KUTIPAN BACAAN:
>>>
CITRA PEREMPUAN DALAM NOVEL GADIS JAKARTA (NAJIB KAELANI) DAN NOVEL LAYAR TERKEMBANG (ST. TAKDIR ALISYAHBANA) (PENDEKATAN TEORI FEMINISME)




CITRA PEREMPUAN DALAM NOVEL GADIS JAKARTA (NAJIB KAELANI) DAN NOVEL LAYAR TERKEMBANG (ST. TAKDIR ALISYAHBANA)
(PENDEKATAN TEORI FEMINISME)

Karya sastra yang menyiratkan pergerakan perempuan tidak hanya ditulis oleh para perempuan, namun ada juga yang dihasilkan dari buah pena penulis laki-laki yang ikut memperjuangkan hak perempuan melalui karya sastra. Misalnya, dalam novel Gadis Jakarta (GJ) karya Najib Kaelani seorang penulis kaliber dunia dan novel Layar Terkembang (LT) karya St. Takdir Alisyahbana. Dalam kedua novel tersebut digambarkan bagaimana citra perempuan dalam melakukan pergerakan guna pembangunan bangsa. Citra perempuan digambarkan melalui genre sastra yang sama oleh kedua penulis ini. Dalam kedua novel tersebut diselipkan bagaimana perempuan ikut terlibat dalam pergerakan dan pembangunan bangsa. Kali ini peneliti ingin menguak  dua novel  dengan kajian bandingan. Tulisan ini merupakan salah satu penelitian yang ingin mengungkap bagaimana pergerakan perempuan yang terdapat dalam novel Gadis Jakarta (GJ) karya Najib Kaelani dengan novel Layar Terkembang (LT) karya St. Takdir Alisyahbana. Dengan diungkapnya pergerakan perempuan dari kedua novel tersebut, bisa saja ditemukan adanya keterpengaruhan kedua novel tersebut, baik dikarenakan adanya kesamaan situasi dan kondisi pada zaman tersebut maupun dikarenakan alasan lain. Untuk lebih rincinya, simak tulisan berikut! :)

 
A.   Latar Belakang
Perempuan pada awal abad ke-20, sudah memberanikan diri untuk ikut andil dalam berbagai hal, mereka senantiasa memperjuangkan haknya. Pergerakan perempuan tidak hanya dilakukan secara langsung dengan tindakan melainkan ada yang mengapresiasikannya melalui karya sastra. Mereka memberikan kritik ataupun gambaran bagaimana seharusnya hak perempuan itu diperjuangkan. Seperti halnya yang diusahakan oleh para kaum perempuan di Amerika Serikat yang senantiasa melakukan suatu perkumpulan khusus perempuan dalam merencanakan suatu hal sebagai upaya pergerakan perempuan dan merupakan awal adanya feminisme.[1]
Seperti yang telah disebutkan sebelumnya, ada pula pergerakan perempuan yang diapresiasikan melalui karya sastra. Karya sastra yang menyiratkan pergerakan perempuan tidak hanya ditulis oleh para perempuan, namun ada juga yang dihasilkan dari buah pena penulis laki-laki yang ikut memperjuangkan hak perempuan melalui karya sastra. Misalnya, dalam novel Gadis Jakarta (GJ) karya Najib Kaelani seorang penulis kaliber dunia, novel Layar Terkembang (LT) karya St. Takdir Alisyahbana dan sebagainya. Dalam kedua novel tersebut digambarkan bagaimana citra perempuan dalam melakukan pergerakan guna pembangunan bangsa. Citra perempuan digambarkan melalui genre sastra yang sama oleh kedua penulis ini. Dalam kedua novel tersebut diselipkan bagaimana perempuan ikut terlibat dalam pergerakan dan pembangunan bangsa.
<<<
LATIHAN SINGKAT: Menurut kutipan bacaan tentang citra perempuan dalam dua novel di atas, di negara manakah kaum perempuan mengadakan perkumpulan khusus perempuan yang disebut sebagai awal adanya feminisme?

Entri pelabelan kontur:
>>>
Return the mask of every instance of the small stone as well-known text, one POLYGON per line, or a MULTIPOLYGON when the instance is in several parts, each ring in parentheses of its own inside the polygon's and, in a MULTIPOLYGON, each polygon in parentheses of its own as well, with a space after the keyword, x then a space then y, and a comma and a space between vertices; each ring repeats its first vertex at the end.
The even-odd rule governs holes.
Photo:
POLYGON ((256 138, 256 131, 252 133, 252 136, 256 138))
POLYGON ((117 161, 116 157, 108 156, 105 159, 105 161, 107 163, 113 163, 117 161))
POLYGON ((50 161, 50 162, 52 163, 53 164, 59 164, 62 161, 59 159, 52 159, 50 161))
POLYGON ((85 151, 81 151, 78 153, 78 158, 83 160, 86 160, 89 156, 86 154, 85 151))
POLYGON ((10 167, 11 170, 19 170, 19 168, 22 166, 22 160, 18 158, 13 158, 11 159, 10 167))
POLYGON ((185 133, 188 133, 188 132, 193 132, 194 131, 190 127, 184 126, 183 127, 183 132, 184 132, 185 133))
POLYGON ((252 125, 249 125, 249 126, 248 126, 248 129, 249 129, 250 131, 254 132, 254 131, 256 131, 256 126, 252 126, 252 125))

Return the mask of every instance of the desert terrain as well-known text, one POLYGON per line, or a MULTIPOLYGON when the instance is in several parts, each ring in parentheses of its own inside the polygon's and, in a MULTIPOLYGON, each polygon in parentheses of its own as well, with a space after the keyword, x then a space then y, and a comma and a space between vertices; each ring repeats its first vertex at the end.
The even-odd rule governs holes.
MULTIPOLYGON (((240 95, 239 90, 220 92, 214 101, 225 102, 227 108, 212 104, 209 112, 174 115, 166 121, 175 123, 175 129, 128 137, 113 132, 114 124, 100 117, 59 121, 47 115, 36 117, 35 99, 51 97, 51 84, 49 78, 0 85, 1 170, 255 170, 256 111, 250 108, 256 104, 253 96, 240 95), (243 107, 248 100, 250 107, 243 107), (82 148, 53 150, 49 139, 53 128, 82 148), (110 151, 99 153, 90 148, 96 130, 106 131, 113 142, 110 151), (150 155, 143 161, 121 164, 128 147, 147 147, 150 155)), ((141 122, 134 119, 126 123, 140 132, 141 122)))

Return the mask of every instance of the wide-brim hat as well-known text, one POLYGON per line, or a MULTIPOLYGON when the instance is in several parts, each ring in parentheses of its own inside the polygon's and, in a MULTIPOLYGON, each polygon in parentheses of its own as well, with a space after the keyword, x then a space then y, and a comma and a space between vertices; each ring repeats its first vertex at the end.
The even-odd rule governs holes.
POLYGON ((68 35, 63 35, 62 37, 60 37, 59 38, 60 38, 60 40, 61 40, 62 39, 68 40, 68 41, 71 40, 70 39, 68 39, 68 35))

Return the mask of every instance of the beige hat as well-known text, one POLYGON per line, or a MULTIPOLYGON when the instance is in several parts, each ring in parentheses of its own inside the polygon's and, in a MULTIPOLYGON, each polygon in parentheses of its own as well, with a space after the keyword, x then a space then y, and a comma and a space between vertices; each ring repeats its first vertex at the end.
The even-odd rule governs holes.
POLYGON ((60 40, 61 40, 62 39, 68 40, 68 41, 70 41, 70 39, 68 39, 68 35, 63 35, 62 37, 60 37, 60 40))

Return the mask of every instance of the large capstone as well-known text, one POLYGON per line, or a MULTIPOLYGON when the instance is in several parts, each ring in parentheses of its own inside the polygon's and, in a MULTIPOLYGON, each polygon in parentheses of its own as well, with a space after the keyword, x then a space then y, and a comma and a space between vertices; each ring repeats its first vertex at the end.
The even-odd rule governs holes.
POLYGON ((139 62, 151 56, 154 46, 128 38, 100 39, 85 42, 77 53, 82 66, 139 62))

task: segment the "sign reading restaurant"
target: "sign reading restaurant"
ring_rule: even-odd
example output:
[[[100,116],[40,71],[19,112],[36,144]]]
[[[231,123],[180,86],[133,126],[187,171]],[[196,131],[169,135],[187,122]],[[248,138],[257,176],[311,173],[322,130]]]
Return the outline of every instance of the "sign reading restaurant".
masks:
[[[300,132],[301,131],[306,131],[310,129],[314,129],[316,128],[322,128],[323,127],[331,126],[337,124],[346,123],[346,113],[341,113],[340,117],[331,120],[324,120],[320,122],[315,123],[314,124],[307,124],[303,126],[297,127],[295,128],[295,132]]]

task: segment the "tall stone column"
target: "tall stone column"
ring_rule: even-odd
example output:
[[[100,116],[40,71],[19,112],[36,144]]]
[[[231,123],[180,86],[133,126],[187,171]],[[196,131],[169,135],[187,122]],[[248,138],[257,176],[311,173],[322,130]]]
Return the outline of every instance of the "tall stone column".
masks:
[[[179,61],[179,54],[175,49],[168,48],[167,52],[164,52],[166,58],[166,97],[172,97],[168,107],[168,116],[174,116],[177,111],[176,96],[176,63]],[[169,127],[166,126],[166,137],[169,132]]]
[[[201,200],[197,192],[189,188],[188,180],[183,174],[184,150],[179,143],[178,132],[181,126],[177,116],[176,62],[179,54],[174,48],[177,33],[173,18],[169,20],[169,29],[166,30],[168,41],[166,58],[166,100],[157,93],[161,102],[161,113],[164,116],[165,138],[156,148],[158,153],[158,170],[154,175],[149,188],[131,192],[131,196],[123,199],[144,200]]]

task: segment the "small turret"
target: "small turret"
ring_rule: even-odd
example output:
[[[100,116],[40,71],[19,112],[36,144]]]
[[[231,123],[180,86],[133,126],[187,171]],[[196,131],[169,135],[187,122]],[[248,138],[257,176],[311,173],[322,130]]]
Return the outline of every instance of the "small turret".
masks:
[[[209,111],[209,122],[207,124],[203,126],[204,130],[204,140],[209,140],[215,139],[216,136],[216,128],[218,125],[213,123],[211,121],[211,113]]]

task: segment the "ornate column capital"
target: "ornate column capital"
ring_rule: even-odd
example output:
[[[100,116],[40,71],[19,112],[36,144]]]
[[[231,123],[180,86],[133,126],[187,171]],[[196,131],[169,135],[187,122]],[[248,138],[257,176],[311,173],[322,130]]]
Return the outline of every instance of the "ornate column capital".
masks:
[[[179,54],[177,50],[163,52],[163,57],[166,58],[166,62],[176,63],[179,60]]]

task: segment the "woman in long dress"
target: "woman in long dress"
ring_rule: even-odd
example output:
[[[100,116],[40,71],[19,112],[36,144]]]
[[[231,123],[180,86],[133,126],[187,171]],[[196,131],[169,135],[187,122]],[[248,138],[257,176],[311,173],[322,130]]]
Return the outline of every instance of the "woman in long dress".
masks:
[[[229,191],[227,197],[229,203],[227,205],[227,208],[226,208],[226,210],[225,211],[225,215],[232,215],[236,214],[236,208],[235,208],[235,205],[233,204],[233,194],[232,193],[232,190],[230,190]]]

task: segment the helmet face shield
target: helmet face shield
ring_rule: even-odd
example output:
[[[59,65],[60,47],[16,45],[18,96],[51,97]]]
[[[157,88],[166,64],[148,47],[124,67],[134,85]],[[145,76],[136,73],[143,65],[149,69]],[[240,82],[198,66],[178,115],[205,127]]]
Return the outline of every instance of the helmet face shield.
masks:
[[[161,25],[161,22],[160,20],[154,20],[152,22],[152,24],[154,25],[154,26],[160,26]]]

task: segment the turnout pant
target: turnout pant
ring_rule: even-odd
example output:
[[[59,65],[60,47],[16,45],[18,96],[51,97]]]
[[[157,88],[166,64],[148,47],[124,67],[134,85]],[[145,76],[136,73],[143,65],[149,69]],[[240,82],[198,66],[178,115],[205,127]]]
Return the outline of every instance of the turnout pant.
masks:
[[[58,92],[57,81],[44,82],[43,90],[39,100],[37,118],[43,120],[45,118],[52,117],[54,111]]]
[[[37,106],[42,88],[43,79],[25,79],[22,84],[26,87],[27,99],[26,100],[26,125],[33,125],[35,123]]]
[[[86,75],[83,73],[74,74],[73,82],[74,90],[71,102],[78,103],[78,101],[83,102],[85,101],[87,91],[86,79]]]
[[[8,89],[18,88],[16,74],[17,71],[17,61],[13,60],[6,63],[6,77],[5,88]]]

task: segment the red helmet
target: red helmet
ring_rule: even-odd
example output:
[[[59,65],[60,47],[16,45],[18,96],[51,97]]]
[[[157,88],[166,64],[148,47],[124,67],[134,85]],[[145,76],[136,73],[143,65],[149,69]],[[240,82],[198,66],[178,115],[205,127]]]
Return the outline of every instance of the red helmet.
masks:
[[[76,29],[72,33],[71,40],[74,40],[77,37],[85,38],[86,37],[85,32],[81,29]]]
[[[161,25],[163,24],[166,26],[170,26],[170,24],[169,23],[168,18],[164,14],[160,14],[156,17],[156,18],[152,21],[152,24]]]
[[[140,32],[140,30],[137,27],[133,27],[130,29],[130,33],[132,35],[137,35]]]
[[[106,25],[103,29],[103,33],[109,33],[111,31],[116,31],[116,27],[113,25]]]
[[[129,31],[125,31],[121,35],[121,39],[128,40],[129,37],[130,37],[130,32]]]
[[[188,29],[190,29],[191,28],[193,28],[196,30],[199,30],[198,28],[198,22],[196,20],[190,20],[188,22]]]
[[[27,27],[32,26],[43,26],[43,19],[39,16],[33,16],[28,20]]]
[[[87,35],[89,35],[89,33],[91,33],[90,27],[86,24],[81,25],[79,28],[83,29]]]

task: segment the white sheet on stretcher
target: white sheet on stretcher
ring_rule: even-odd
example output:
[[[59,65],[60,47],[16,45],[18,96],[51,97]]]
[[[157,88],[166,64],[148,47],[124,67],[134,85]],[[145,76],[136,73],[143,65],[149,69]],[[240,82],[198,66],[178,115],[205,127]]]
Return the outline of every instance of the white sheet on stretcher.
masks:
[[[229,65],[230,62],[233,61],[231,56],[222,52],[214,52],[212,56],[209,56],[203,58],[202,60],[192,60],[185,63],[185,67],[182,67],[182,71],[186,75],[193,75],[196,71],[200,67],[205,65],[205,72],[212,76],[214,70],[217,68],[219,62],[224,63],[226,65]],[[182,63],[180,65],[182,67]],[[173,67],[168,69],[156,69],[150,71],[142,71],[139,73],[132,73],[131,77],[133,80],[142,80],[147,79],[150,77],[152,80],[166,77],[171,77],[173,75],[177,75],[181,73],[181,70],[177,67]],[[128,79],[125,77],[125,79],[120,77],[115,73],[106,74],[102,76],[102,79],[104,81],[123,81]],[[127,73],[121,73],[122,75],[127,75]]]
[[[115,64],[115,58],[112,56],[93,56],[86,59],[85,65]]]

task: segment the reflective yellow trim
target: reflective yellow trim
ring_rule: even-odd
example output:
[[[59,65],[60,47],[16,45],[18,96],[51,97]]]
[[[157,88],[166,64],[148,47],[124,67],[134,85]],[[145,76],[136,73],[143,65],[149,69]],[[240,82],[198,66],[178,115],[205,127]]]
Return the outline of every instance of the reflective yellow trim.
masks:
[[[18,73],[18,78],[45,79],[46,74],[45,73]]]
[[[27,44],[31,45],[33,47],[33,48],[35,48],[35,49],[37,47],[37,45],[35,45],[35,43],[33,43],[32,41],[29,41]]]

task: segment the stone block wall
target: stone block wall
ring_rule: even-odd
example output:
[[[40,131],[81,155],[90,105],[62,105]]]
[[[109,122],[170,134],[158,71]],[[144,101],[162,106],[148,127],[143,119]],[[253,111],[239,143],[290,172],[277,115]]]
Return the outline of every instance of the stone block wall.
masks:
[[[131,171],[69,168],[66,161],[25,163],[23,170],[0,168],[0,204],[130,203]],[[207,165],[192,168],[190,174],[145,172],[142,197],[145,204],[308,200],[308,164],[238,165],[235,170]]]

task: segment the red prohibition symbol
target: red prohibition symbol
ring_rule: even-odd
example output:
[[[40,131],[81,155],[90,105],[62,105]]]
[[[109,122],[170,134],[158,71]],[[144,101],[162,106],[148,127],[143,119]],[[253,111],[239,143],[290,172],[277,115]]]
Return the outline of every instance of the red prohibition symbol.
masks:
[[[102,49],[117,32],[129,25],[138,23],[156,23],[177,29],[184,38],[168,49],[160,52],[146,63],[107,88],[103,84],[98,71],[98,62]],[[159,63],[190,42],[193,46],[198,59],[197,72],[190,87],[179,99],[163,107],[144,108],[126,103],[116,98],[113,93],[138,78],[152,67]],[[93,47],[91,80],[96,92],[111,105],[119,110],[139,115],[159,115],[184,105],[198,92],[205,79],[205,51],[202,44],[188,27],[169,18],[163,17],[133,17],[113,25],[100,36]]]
<<<
HASIL LATIHAN: Di Amerika Serikat.